Work to complete:
Would you repeat each line below precisely as it stands?

Stored records

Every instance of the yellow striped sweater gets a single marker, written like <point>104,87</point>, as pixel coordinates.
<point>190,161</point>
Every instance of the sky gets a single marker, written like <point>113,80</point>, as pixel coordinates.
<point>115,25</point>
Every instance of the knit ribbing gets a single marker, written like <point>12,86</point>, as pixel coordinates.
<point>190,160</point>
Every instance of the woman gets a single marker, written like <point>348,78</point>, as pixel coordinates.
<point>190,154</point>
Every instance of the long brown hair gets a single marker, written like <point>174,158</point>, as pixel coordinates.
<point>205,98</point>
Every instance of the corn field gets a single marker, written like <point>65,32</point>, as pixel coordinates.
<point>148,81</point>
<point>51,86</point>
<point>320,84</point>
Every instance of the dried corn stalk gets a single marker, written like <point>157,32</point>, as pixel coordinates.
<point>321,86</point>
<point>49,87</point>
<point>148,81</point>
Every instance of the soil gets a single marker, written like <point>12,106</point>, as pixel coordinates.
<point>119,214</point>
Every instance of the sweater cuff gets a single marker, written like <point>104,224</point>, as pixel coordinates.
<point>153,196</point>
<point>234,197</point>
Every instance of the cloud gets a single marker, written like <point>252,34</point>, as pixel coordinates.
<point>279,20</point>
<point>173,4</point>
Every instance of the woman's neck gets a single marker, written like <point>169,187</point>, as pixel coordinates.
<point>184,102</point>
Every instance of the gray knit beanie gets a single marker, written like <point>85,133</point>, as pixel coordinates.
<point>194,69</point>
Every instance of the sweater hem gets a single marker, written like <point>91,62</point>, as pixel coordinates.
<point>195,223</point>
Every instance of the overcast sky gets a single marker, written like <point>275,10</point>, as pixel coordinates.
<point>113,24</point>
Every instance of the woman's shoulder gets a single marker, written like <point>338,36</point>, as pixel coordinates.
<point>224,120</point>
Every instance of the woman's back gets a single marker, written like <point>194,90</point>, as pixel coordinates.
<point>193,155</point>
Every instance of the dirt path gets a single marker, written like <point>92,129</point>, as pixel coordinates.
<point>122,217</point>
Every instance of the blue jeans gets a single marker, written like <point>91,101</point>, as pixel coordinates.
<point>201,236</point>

Response:
Every instance of the yellow striped sweater gets a single marker, written like <point>104,87</point>, as pixel coordinates.
<point>190,161</point>
Every instance of the sky gets a single marker, written like <point>113,80</point>, as pixel coordinates.
<point>115,25</point>
Every instance of the knit ribbing gets a single marker, written like <point>12,86</point>, as pixel coordinates.
<point>190,160</point>
Every instance of the woman gets a single marker, written like <point>348,78</point>, as pixel coordinates.
<point>190,154</point>
Every instance of the long brown hair gets a single marker, written like <point>174,158</point>, as pixel coordinates.
<point>205,98</point>
Every instance of the corn field gets a single marker, written like <point>65,32</point>, as pixel coordinates.
<point>148,81</point>
<point>51,86</point>
<point>320,84</point>
Every instance of the dried corn stalk gets a single marker, written like <point>157,32</point>, as pixel coordinates.
<point>321,86</point>
<point>49,87</point>
<point>148,81</point>
Every instance of the soil gets a single marker, written like <point>12,106</point>, as pixel coordinates.
<point>119,214</point>
Every instance of the sweater cuff gets a single marker, written like <point>104,224</point>, as pixel coordinates.
<point>153,196</point>
<point>234,197</point>
Every instance of the cloud gets a single marker, written like <point>252,34</point>, as pixel coordinates.
<point>279,20</point>
<point>173,4</point>
Every instance of the woman's neck gets a single marker, written like <point>169,187</point>, as pixel coordinates.
<point>184,102</point>
Every instance of the gray knit beanie gets a single marker, written like <point>85,133</point>, as pixel coordinates.
<point>194,69</point>
Every instance of the sweater hem gets a single marker, written like <point>91,62</point>, as pixel coordinates.
<point>195,223</point>
Every instance of the overcast sky gets a single marker, written like <point>275,10</point>, as pixel coordinates.
<point>113,24</point>
Every instance of the woman's shoulder gets a single marker, written like <point>338,36</point>, as pixel coordinates.
<point>224,120</point>
Every instance of the woman's back gets a single marker, written like <point>194,90</point>, as pixel coordinates.
<point>193,155</point>
Every instance of the dirt path gets a single marker, written like <point>92,129</point>, as pixel coordinates.
<point>122,217</point>
Every instance of the blue jeans gets a single marker, written like <point>91,101</point>, as pixel coordinates.
<point>201,236</point>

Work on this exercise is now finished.